## BRIEF 1
Collect every line of the entries that contains the word "white".

## PASSAGE
================
For the differentiation of $\overline{B} (\bar{r},t)=\overline{B}_{u}(\bar{r},t)+\overline{B}_{a}(\bar{r},t)$ please note that:

\begin{equation} \overline{B}_u (\bar{r},t)=\frac{1}{c}\boldsymbol{[}\hat{\mathbf R}\boldsymbol{]} \times \overline{E}_u (\bar{r},t), \qquad \overline{B}_a (\bar{r},t)=\frac{1}{c}\mathbf{[}\hat{\mathbf R}\mathbf{]} \times \overline{E}_a (\bar{r},t) \end{equation}

written in a compact form, like:

\begin{equation} \overline{B}_{u,a} (\bar{r},t)=\frac{1}{c}\boldsymbol{[}\hat{\mathbf R}\boldsymbol{]} \times \overline{E}_{u,a} (\bar{r},t) \end{equation}

The presence of square brackets is important because the amount(s) should be calculated at the delay time $\tau=t'$. Obviously the magnetic field of a point charge is always perpendicular to the electric field and to the vector from the delayed point.

But $$ \begin{align} \overline E_u(\bar{r},t)&=k_eq\frac{(1-\beta^2)(\bar{r}-R\overline \beta)}{\kappa^3} \tag{1}\\ \overline E_a(\bar{r},t)&=\frac{k_eq}{c^2}\frac{\bar{r}\times \{(\bar{r}-R\overline \beta)\times \overline{A}\}}{\kappa^3} \tag{2} \end{align} $$

where $$\kappa(t')_{\mathbf{vacuum}}\mathrel{\mathop:}=\kappa(\tau)=R(\tau)-\bar{r}(\tau)\cdot\overline{\beta}(\tau), \quad t'=\tau$$ and

where $R(\tau)$ is the distance between the position of the charge $q$ and the point of the observation $P$:

$$R(t')=|\bar{r}(t')|=|\bar{r}'-\bar{r}_{q} (t')|=\sqrt{\left(|\bar x'-\bar {x}_{q} (t')|\right)^2+\left(|\bar y'-\bar {y}_{q} (t')|\right)^2+\left(|\bar z'-\bar {z}_{q} (t')|\right)^2}.$$

The quantity expressed by the $(1)$ is called the generalised Coulombian field and is it not depend by the acceleration. It is sometimes also called the speed range. The amount $(2)$ of the $\overline E$ field is called radiation range or, since it is proportional to $a$, acceleration range. It tends to zero like the inverse of the first power of the $R$ distance and is therefore dominant at great distances.
================
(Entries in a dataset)
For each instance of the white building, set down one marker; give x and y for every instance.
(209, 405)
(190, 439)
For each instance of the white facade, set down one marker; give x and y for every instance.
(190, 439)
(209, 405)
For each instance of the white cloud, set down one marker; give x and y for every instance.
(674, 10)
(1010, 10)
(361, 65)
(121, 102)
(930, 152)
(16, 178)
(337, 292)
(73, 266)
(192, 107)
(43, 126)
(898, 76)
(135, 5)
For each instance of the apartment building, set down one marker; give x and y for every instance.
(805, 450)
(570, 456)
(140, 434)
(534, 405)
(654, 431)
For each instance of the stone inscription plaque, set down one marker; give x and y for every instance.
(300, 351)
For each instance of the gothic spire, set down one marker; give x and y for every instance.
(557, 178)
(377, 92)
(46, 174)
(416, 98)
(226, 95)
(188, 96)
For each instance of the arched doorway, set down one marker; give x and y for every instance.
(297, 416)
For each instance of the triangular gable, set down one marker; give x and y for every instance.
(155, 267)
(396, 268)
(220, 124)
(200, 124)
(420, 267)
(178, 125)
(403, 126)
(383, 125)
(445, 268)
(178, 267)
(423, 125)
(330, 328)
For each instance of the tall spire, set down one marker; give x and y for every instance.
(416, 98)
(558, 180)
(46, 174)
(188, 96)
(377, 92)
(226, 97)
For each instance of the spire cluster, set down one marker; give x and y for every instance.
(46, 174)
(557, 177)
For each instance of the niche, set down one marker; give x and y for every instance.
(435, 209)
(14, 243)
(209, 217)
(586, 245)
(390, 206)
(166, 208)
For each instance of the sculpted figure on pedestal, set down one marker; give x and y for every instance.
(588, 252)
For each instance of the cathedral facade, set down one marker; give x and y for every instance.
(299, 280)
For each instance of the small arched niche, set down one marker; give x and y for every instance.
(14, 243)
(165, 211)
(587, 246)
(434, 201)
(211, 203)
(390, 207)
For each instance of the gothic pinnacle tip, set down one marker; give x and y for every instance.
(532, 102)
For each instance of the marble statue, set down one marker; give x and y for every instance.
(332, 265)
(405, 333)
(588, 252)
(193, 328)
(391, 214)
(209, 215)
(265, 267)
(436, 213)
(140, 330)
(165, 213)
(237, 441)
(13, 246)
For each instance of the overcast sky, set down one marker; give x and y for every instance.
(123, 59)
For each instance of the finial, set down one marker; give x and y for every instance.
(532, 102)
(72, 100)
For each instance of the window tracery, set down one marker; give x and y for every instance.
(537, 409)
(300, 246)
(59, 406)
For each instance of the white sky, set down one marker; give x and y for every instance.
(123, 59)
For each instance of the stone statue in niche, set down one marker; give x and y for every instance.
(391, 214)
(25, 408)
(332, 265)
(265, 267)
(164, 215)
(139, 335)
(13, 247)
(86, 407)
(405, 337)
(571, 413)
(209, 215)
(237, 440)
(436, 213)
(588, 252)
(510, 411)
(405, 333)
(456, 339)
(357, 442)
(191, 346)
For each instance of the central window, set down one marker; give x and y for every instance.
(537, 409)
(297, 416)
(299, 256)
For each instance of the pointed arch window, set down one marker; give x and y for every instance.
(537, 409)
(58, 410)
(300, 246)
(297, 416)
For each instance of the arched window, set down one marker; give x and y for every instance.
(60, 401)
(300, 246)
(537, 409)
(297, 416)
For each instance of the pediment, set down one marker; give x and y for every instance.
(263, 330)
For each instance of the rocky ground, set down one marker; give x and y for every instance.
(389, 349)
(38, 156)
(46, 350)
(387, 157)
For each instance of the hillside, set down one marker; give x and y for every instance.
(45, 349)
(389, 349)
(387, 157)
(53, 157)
================
## BRIEF 2
Please write out the part of the point-charge field passage that opens with the words containing "The presence of" and closes with "the delayed point.".

## TASK ANSWER 1
For each instance of the white building, set down one marker; give x and y for every instance.
For each instance of the white facade, set down one marker; give x and y for every instance.
For each instance of the white cloud, set down one marker; give x and y for every instance.
For each instance of the white sky, set down one marker; give x and y for every instance.

## TASK ANSWER 2
The presence of square brackets is important because the amount(s) should be calculated at the delay time $\tau=t'$. Obviously the magnetic field of a point charge is always perpendicular to the electric field and to the vector from the delayed point.